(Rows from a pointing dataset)

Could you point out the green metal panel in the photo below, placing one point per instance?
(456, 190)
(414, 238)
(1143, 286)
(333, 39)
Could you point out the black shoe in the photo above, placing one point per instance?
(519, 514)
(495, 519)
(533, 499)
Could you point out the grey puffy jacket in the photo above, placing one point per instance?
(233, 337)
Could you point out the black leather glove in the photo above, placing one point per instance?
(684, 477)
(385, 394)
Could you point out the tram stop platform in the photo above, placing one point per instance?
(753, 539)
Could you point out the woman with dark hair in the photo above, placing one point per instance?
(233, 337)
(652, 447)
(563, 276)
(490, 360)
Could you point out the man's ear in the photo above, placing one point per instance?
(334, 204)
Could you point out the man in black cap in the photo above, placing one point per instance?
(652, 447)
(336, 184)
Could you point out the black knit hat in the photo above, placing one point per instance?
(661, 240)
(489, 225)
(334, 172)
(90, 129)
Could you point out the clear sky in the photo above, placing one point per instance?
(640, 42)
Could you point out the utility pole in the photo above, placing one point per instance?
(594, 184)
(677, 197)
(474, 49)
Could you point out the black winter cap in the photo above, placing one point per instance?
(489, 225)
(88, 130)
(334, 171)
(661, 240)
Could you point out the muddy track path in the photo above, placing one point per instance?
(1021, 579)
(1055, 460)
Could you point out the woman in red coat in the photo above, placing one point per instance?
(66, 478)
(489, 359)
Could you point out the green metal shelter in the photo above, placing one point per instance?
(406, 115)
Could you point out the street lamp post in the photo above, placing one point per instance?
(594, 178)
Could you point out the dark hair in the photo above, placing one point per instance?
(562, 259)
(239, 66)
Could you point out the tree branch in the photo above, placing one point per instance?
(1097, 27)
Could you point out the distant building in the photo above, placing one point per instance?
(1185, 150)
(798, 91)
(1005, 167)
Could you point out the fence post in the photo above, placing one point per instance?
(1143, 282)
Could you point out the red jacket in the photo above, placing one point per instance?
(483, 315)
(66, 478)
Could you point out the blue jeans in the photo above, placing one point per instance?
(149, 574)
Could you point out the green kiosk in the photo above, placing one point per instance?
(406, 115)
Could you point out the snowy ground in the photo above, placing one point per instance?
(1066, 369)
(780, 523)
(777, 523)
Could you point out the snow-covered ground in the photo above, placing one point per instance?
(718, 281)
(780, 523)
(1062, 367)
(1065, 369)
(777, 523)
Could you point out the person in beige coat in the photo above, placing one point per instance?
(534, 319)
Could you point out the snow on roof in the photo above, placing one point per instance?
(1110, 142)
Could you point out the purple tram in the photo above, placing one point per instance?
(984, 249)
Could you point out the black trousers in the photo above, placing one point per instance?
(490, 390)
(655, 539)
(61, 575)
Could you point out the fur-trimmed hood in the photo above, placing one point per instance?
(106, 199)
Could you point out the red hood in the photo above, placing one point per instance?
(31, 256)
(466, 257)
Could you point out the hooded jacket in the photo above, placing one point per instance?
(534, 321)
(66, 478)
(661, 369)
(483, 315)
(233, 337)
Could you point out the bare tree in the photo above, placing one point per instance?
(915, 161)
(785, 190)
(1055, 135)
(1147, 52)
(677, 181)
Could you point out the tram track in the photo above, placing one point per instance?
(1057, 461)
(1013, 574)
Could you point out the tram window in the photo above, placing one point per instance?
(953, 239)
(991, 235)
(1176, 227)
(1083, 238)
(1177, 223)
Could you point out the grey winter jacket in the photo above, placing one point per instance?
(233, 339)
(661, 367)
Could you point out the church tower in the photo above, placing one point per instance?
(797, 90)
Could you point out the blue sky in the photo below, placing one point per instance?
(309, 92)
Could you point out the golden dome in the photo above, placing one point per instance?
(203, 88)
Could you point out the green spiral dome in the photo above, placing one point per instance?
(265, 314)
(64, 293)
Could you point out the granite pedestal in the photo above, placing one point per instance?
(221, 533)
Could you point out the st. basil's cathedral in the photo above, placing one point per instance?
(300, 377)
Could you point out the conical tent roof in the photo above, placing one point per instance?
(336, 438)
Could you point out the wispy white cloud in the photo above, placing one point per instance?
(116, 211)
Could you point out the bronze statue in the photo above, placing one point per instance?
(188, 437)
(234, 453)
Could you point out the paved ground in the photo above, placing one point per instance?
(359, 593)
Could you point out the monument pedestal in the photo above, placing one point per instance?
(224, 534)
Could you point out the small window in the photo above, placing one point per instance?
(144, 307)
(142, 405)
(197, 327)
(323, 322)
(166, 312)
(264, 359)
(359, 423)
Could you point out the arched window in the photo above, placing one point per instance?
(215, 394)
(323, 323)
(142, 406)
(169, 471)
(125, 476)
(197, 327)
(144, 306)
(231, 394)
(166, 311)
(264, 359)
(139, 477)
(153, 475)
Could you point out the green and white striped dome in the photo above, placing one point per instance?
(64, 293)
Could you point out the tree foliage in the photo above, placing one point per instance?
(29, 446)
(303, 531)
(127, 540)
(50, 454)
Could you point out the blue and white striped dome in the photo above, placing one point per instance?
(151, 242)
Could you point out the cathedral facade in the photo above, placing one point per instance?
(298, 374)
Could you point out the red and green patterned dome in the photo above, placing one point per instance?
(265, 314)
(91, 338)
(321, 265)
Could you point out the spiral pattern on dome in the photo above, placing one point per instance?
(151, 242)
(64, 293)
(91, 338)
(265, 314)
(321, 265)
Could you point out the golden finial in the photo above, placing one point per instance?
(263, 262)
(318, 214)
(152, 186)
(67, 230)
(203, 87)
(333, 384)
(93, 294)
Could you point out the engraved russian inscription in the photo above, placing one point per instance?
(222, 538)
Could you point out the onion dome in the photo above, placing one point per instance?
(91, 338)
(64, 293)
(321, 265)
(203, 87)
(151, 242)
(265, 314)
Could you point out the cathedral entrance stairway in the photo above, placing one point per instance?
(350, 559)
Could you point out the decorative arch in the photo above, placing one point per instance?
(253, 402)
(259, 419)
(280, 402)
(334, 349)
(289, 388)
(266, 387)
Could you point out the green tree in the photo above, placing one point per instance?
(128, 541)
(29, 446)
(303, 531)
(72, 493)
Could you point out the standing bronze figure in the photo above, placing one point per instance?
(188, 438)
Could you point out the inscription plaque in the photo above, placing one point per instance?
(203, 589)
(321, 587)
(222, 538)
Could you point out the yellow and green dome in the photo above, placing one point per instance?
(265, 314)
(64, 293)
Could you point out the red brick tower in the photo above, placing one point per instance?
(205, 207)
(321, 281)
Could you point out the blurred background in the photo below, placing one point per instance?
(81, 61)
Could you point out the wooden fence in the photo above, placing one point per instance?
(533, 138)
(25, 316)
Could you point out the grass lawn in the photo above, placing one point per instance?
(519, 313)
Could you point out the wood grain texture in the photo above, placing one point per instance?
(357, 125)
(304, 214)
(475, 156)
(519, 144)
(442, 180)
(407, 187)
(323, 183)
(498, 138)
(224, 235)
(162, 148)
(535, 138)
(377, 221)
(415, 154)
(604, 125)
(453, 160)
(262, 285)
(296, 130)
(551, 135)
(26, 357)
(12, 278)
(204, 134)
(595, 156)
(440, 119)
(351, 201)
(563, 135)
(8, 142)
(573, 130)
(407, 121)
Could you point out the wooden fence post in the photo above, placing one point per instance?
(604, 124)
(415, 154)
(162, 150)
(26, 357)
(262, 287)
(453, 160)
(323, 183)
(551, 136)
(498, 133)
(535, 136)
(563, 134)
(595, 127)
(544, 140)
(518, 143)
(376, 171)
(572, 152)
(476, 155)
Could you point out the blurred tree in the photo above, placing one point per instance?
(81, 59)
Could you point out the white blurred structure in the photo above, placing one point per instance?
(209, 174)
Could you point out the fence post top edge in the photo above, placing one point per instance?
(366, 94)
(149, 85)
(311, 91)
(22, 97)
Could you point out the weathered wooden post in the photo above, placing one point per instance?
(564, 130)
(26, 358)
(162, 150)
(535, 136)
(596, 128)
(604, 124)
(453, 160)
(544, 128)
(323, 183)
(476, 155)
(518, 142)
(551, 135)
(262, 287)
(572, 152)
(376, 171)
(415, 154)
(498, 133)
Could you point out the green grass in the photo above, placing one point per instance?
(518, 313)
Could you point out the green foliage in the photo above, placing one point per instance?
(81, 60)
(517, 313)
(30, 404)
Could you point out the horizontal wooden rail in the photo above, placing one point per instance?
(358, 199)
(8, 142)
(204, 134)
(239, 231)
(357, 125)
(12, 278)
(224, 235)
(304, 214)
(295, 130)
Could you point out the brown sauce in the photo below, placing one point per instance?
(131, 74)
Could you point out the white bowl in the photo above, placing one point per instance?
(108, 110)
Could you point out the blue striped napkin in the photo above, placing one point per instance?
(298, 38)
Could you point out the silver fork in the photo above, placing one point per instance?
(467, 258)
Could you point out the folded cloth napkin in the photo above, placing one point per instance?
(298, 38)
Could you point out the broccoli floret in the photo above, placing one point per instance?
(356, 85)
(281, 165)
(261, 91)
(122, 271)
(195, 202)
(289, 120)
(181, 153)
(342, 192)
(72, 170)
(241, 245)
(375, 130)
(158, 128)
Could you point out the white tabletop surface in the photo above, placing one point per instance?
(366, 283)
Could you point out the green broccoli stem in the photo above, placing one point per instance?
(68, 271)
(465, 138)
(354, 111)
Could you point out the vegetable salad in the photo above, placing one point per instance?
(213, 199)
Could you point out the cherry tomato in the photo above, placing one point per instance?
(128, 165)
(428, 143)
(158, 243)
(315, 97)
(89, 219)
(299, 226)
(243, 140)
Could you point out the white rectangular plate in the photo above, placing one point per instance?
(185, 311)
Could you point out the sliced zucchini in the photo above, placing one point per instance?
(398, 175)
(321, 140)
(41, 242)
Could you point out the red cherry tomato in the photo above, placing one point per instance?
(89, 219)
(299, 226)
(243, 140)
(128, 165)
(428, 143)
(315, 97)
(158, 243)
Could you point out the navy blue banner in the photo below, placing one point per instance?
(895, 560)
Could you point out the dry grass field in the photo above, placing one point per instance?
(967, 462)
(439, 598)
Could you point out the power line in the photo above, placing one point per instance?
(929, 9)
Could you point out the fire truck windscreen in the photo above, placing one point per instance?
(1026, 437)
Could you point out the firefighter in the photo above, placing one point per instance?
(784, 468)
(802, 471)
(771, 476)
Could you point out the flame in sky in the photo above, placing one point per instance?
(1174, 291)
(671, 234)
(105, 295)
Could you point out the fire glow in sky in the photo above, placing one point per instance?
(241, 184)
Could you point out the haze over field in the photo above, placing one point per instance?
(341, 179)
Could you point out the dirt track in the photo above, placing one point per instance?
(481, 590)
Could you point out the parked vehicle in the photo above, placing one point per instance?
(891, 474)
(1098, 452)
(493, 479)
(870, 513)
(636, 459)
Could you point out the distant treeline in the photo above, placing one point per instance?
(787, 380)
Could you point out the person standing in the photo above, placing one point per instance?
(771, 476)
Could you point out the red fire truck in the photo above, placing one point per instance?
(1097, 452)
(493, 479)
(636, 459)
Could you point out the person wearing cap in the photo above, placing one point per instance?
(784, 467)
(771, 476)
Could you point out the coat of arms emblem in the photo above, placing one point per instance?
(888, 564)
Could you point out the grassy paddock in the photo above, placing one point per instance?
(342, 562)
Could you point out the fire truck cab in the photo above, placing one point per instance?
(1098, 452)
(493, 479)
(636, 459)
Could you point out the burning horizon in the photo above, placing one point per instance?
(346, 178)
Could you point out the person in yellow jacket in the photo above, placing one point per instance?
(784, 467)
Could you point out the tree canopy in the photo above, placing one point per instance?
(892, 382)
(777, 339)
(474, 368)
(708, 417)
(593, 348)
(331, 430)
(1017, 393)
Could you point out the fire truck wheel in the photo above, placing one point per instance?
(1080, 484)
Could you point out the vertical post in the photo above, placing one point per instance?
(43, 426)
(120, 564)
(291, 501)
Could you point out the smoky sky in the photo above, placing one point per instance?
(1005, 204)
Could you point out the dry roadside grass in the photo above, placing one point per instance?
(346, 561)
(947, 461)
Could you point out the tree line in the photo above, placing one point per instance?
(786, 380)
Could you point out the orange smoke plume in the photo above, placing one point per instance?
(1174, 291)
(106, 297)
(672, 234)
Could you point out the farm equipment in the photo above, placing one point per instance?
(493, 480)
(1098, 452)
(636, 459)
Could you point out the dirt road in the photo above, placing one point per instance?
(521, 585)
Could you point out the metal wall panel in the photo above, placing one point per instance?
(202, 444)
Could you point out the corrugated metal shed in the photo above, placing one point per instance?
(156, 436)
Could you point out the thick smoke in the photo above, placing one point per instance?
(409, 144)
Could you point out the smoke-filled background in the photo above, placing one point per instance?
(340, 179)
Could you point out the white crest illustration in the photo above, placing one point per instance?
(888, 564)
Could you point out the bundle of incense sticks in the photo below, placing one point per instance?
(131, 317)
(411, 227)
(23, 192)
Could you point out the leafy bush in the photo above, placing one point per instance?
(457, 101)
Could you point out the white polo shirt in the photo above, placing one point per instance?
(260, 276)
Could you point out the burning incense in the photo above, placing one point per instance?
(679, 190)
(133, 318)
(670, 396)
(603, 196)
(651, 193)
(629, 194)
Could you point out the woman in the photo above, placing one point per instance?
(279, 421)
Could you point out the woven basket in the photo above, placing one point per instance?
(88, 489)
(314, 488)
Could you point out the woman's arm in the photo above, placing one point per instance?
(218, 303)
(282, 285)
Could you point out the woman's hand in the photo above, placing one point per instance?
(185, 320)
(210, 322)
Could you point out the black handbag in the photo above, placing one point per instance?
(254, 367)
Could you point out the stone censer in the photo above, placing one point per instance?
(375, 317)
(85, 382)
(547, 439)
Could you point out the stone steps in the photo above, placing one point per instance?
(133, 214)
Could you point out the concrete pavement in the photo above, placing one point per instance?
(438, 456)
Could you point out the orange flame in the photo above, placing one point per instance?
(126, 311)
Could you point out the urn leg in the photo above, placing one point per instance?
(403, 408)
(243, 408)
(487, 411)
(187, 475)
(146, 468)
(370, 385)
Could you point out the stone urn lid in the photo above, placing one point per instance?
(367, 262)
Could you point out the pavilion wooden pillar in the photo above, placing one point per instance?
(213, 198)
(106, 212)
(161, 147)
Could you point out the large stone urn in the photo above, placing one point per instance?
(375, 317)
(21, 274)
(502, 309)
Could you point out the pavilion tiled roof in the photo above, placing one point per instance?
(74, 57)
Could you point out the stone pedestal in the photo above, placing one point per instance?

Required task:
Render everything from the line containing "Could you point out the man in" down to the line containing "(1005, 167)", both included, as a JSON list of strings with one string per line and blank lines omitted.

Expected answer:
[
  "Could you point out the man in black cap in the photo above, placing one point per instance?",
  "(652, 447)",
  "(336, 184)",
  "Could you point out the black knit hat in the photo above, placing one point per instance?",
  "(661, 240)",
  "(489, 225)",
  "(334, 172)",
  "(90, 129)",
  "Could you point out the clear sky in the photo above, placing one point per instance?",
  "(640, 42)",
  "Could you point out the utility pole in the photo above, placing one point per instance?",
  "(594, 184)",
  "(677, 197)",
  "(474, 49)",
  "Could you point out the black winter cap in the photo above, placing one point per instance?",
  "(489, 225)",
  "(88, 130)",
  "(334, 171)",
  "(661, 240)",
  "Could you point out the muddy track path in the photo above, placing one point per instance?",
  "(1021, 579)",
  "(1055, 460)",
  "Could you point out the woman in red coat in the photo above, placing one point per instance?",
  "(66, 478)",
  "(489, 359)",
  "Could you point out the green metal shelter in the photo above, placing one point per instance?",
  "(406, 115)",
  "Could you point out the street lamp post in the photo above, placing one point per instance?",
  "(594, 178)",
  "Could you point out the dark hair in the photo above, placing one point per instance?",
  "(562, 259)",
  "(239, 66)",
  "Could you point out the tree branch in the photo above, placing one point per instance?",
  "(1097, 27)",
  "Could you point out the distant building in the photo above, placing one point per instance?",
  "(1185, 150)",
  "(798, 91)",
  "(1005, 167)"
]